── EXCERPT PROVIDED ──

By now it’s obvious to anyone willing to see — which many people still aren’t — that Donald Trump is, in practice, waging war against American greatness.Krugman is right. From his early fight against USAID, which diminished America's soft power worldwide, to his tariff mania, which gives America a trade policy suitable to an emerging country rather than a global superpower, Trump is clearly making America less great, whether he consciously realizes it or not. Beyond tariffs, Krugman cites Trump and Elon Musk's attacks on the functionality of the Social Security website, with further assaults on the system clearly to come. Krugman also cites Robert Kennedy's vaccine skepticism and the administration's "savage funding cuts and layoffs at the Food and Drug Administration, the Centers for Disease Control and Prevention and the National Institutes for Health," which "are already having a catastrophic effect on medical research." Krugman writes:
Even if research funding is restored, even if NIH and other agencies try to rebuild, U.S. science will have suffered huge long-term damage. So will the world trading system, which will never be the same even if the Trump tariffs are reversed, and the effectiveness of the federal bureaucracy, which will be impaired for many years even if DOGE’s depredations stop.I think Trump wants this because he doesn't want any entity in the world -- not just anyone, but anything -- to be more powerful than he is.
He knows on a gut level that the America of NATO and other global alliances, and of soft-power agencies such as USAID, was big and powerful before he entered politics and would have remained big and powerful long after he dies if he'd merely made minimal changes to them, as he did in his first term. So they had to be brought down to size.
The same is true of America as an economic force. The country was big and powerful when he was a child and had no influence on it, it was big and powerful when he wasn't president, and it was on course to remain big and powerful long after his death. So it needs to be diminished, and its economy had to be completely remade as his economy.
Science was big. It had the power to give life. Therefore, it was far too powerful for Trump to bear. So it also had to be brought down to size.
And, obviously, the Constitution and the rule of law predated Trump and have been, up till now, bigger and more powerful than he is. That was intolerable to him.

───

(WORK INSTRUCTIONS):
Copy out the commentary on Trump and American greatness word for word, from start to finish.

── DATA EXCERPTS ──

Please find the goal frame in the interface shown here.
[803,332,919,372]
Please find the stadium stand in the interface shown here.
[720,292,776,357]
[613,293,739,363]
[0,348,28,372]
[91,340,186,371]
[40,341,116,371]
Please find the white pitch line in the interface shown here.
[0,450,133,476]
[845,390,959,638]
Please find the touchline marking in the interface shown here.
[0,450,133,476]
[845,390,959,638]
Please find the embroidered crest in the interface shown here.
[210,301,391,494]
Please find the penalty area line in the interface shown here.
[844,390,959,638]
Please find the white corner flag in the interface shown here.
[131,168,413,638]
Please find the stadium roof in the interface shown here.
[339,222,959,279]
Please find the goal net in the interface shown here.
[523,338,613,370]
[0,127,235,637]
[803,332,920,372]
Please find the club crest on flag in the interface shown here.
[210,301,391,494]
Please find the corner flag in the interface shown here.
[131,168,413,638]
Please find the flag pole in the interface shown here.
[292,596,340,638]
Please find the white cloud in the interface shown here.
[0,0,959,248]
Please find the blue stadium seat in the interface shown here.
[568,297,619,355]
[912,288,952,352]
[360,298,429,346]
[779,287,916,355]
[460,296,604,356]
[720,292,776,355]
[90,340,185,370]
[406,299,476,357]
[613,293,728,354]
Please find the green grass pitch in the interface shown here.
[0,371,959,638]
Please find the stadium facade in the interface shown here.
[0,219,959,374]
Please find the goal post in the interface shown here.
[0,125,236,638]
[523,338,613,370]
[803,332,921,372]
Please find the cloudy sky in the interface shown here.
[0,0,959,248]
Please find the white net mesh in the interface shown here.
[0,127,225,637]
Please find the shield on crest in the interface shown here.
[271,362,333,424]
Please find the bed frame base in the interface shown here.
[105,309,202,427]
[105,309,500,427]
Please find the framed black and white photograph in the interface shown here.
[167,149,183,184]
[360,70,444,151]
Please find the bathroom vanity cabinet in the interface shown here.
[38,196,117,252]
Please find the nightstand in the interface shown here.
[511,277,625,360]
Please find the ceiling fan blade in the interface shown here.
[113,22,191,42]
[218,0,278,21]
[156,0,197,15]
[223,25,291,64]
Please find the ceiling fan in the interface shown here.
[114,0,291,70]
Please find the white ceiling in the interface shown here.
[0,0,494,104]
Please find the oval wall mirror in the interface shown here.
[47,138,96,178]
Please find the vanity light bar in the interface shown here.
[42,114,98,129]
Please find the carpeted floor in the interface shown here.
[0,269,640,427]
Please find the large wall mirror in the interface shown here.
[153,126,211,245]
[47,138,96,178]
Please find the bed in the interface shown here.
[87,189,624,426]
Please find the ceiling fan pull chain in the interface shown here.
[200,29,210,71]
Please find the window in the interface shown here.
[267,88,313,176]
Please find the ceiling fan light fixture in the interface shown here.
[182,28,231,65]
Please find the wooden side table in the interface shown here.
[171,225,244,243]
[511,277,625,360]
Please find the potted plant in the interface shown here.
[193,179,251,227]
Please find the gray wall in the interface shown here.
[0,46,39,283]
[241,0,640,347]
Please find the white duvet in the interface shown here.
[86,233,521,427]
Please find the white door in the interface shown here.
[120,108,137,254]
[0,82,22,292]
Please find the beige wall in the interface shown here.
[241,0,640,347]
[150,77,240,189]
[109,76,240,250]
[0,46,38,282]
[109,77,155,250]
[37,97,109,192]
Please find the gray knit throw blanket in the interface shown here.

───

(RESPONSE BELOW):
By now it’s obvious to anyone willing to see — which many people still aren’t — that Donald Trump is, in practice, waging war against American greatness.Krugman is right. From his early fight against USAID, which diminished America's soft power worldwide, to his tariff mania, which gives America a trade policy suitable to an emerging country rather than a global superpower, Trump is clearly making America less great, whether he consciously realizes it or not. Beyond tariffs, Krugman cites Trump and Elon Musk's attacks on the functionality of the Social Security website, with further assaults on the system clearly to come. Krugman also cites Robert Kennedy's vaccine skepticism and the administration's "savage funding cuts and layoffs at the Food and Drug Administration, the Centers for Disease Control and Prevention and the National Institutes for Health," which "are already having a catastrophic effect on medical research." Krugman writes:
Even if research funding is restored, even if NIH and other agencies try to rebuild, U.S. science will have suffered huge long-term damage. So will the world trading system, which will never be the same even if the Trump tariffs are reversed, and the effectiveness of the federal bureaucracy, which will be impaired for many years even if DOGE’s depredations stop.I think Trump wants this because he doesn't want any entity in the world -- not just anyone, but anything -- to be more powerful than he is.
He knows on a gut level that the America of NATO and other global alliances, and of soft-power agencies such as USAID, was big and powerful before he entered politics and would have remained big and powerful long after he dies if he'd merely made minimal changes to them, as he did in his first term. So they had to be brought down to size.
The same is true of America as an economic force. The country was big and powerful when he was a child and had no influence on it, it was big and powerful when he wasn't president, and it was on course to remain big and powerful long after his death. So it needs to be diminished, and its economy had to be completely remade as his economy.
Science was big. It had the power to give life. Therefore, it was far too powerful for Trump to bear. So it also had to be brought down to size.
And, obviously, the Constitution and the rule of law predated Trump and have been, up till now, bigger and more powerful than he is. That was intolerable to him.